[EXERCISES TO COMPLETE]
- a) Translate the sentence "Perhaps it wasn't the van that had changed but how you measured it." from the ferry height thread into Spanish.
- b) Reproduce a passage from the ferry height thread word for word, beginning at the words "Perhaps it wasn't" and stopping after the words "tape measure.Job done!".

[EXCERPT]

* start *

# 2920cms when the limit is 2900cms



## 100547 (Aug 15, 2006)

hi all,recently booked a trip back to the uk with speed ferries,the weight limit is 3.5 tons and height of 2.900mts went out and measured the van at what i thought was 2.9,then the other day just double checking everything before we set of on sunday and the van is 2.920 perhaps it has grown in the heat, i havent filled up with water yet but dont think that will give me 2 centimeters,also could let some air out of the tyres,or should i be ok and risk just turning up?has anybody used speed ferries with a ford transit based rimor kat 3.any advice welcome thanks astra.



graham


----------



## autostratus (May 9, 2005)

Perhaps it wasn't the van that had changed but how you measured it.

As a matter of interest, how did you measure the height?


----------



## 96299 (Sep 15, 2005)

To measure a van I think would be a two man job to do it properly.One holding a spirit level at the highest point and one on the tape measure.Job done!


----------



## ralph-dot (May 10, 2005)

Hi graham, the answer to your question is, 2cm probably will not make any difference, and with water in and you in, it could reduce the height slightly.

Ralph


----------



## zaskar (Jun 6, 2005)

astra said:


> ................,or should i be ok and risk just turning up?..
> .
> graham


Definately!  There's no way that the ferry co would cut it THAT fine on the limit. You could _probably_ add almost a foot to the quoted max and still be OK. Just think of the amount of movenment a motorhome has on its suspension and imagine the damage/claims there would be if the waves were rough and the van was boucing about. It'd cost em thousands!

* end *

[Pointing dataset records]
* start *

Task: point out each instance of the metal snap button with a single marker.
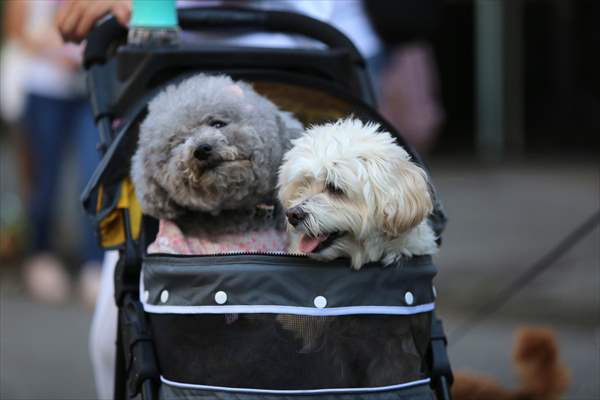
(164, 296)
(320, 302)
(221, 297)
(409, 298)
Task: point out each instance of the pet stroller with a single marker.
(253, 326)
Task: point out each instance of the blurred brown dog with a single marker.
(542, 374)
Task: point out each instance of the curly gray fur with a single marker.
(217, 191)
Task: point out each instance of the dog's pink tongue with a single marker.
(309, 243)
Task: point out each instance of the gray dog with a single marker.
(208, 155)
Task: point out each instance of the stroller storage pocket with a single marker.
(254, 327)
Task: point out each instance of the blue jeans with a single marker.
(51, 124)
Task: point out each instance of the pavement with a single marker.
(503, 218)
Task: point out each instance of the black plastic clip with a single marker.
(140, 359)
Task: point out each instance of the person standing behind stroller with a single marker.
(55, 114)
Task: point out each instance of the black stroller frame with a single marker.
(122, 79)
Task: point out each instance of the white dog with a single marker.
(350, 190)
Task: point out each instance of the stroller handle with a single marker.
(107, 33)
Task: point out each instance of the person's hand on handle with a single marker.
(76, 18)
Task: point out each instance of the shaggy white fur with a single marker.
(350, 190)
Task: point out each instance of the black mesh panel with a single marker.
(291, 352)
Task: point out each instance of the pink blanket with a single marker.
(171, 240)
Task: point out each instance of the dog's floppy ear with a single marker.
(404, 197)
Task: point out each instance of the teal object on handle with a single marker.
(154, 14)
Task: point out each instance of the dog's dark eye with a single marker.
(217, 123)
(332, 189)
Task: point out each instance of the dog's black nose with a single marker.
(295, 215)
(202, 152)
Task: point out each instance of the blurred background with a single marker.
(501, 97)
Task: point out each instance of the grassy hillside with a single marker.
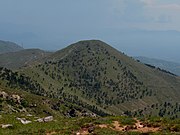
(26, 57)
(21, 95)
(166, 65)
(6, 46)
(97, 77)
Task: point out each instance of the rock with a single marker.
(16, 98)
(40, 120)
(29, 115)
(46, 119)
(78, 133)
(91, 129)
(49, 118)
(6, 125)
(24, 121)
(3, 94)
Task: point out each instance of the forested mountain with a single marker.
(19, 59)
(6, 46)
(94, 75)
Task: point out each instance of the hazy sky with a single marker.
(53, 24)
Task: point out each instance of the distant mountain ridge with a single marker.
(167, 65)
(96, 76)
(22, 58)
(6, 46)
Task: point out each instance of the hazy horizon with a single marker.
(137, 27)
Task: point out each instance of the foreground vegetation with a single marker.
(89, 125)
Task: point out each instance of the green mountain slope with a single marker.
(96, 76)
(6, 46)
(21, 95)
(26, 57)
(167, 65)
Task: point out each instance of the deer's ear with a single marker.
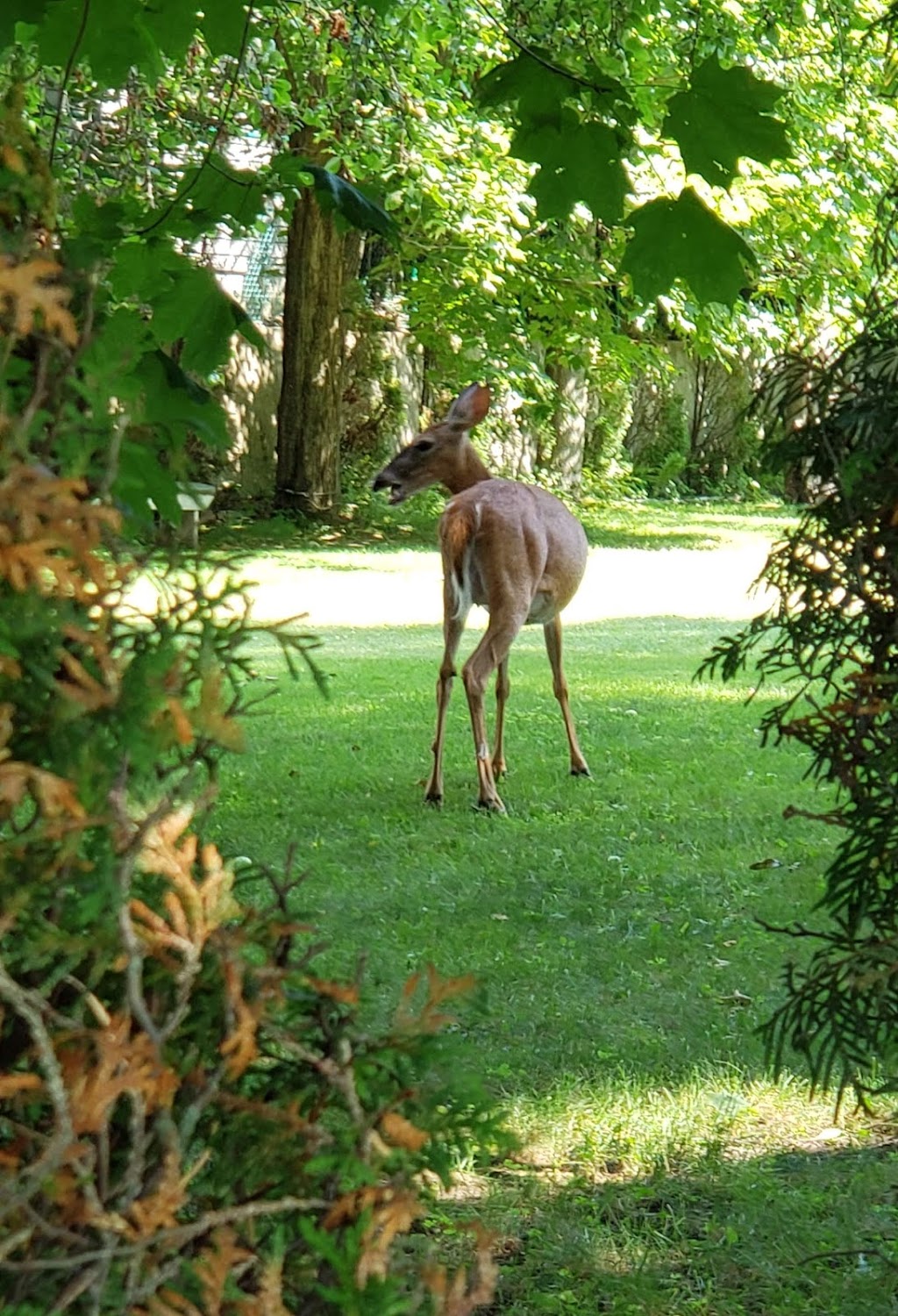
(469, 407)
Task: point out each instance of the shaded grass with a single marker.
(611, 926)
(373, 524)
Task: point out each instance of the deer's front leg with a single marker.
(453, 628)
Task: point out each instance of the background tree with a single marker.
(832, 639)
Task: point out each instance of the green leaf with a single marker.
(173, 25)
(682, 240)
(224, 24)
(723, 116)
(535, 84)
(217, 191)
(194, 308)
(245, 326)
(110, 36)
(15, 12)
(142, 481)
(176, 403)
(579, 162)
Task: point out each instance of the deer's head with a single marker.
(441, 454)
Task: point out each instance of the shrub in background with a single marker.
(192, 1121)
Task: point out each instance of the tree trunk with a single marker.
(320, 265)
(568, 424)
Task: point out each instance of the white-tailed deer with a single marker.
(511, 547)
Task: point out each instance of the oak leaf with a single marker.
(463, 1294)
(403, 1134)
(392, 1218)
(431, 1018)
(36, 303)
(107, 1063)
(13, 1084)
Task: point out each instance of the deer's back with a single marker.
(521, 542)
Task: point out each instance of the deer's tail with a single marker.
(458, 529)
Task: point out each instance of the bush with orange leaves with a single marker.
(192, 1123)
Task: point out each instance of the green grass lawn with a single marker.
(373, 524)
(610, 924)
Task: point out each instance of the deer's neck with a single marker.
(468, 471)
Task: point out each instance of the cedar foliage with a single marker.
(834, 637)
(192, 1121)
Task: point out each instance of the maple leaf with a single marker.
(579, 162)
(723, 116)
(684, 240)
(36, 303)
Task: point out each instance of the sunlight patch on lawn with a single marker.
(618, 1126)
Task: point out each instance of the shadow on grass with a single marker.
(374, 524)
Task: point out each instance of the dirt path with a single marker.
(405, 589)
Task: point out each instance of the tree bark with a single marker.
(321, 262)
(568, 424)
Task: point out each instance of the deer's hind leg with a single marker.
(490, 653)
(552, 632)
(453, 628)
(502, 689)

* end *

[FULL SOLUTIONS]
- a) Quizás no fue la furgoneta lo que cambió, sino la forma en que la mediste.

- b)
Perhaps it wasn't the van that had changed but how you measured it.

As a matter of interest, how did you measure the height?


----------



## 96299 (Sep 15, 2005)

To measure a van I think would be a two man job to do it properly.One holding a spirit level at the highest point and one on the tape measure.Job done!